Lanjutkan teks tentang semangat hidup para biarawan-biarawati dalam komunitas religius, mulai setelah kalimat terakhirnya.

* [Teks dokumen]:
▼

Inilah yang menyedihkan dari keadaan jiwa-jiwa yang terbelakang itu. Santo Thomas Aquinas berkata “jiwa-jiwa yang terbelakang ini dapat sampai pada kebutaan rohani serta kekerasan hati yang sulit sekali diperbaiki.” Santo Bernardus berkata “kamu akan lebih mudah melihat sejumlah awam bertobat dan meninggalkan dosa-dosanya serta menempuh jalan kebajikan, daripada seorang religius yang jatuh ke dalam kesuaman kembali kepada semangat awalnya.” Sebab semakin tinggi orang itu naik, kejatuhannya juga semakin mengerikan. Maka jiwa-jiwa yang terbelakang ini ada dalam bahaya, orang itu harus didoakan secara istimewa dan dipercayakan pada Bunda Maria, supaya dengan doa yang banyak ia dapat bertobat.

Dalam sebuah komunitas religius biasanya ada 4 kelompok religius:[1]

Biarawan-biarawati yang termasuk dalam 4 kelompok ini dapat dijumpai di semua serikat, baik pada serikat yang paling suci, maupun juga dalam serikat yang kehilangan semangat. Perbedaannya ialah, bahwa dalam serikat yang sudah kehilangan semangat, sebagian besar anggotanya terdiri dari orang yang suam. Sisanya terdiri dari beberapa orang yang jahat; lalu sejumlah kecil orang yang menuju kesempurnaan; dan sangat kecil yang sempurna. Sebaliknya dalam serikat yang punya semangat baik, sebagian besar terdiri dari orang-orang yang menuju kepada kesempurnaan dan sisanya terdiri dari beberapa jiwa yang sempurna dan sejumlah kecil dari mereka yang suam dan sedikit sekali yang jahat.

▲

* [Data]:
▼

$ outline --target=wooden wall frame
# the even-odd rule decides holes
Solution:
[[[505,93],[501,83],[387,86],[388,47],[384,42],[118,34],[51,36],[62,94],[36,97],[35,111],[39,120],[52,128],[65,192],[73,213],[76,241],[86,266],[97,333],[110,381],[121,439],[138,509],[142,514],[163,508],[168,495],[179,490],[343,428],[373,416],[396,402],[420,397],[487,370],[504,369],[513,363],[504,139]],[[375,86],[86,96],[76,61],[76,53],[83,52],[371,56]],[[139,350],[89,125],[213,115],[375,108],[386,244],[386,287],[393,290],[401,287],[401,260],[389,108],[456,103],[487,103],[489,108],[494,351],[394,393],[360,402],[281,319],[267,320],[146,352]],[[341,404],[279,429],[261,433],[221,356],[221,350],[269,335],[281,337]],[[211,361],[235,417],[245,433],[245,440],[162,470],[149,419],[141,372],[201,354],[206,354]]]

▲

* [Hasil tugas]:
Oleh karena itu dapat dikatakan, bahwa sebuah serikat religius mengarah kepada dekadensi atau kemerosotan, bila anggotanya yang suam mencapai jumlah yang sama dengan yang menuju kepada kesempurnaan. Separuh suam separuh menuju kesempurnaan, ini berarti mulai merosot. Yang dimaksud dengan yang bersemangat adalah orang yang tiap hari bergumul dalam doa, keterpusatan, penyangkalan diri, kemurnian hati dan dalam kerendahan hati. Sedangkan sebaliknya mereka yang tidak melakukan usaha ini dapat dimasukkan dalam kelompok yang suam, walau tidak melakukan dosa-dosa yang besar, namun dapat mempengaruhi orang lain untuk jatuh pula dalam kesuaman. Mereka amat merugikan keseluruhan tubuh dan mereka sendiri berada dalam bahaya besar, entah karena tidak akan bertahan dalam panggilannya atau jatuh dalam kesombongan atau dalam kegelapan.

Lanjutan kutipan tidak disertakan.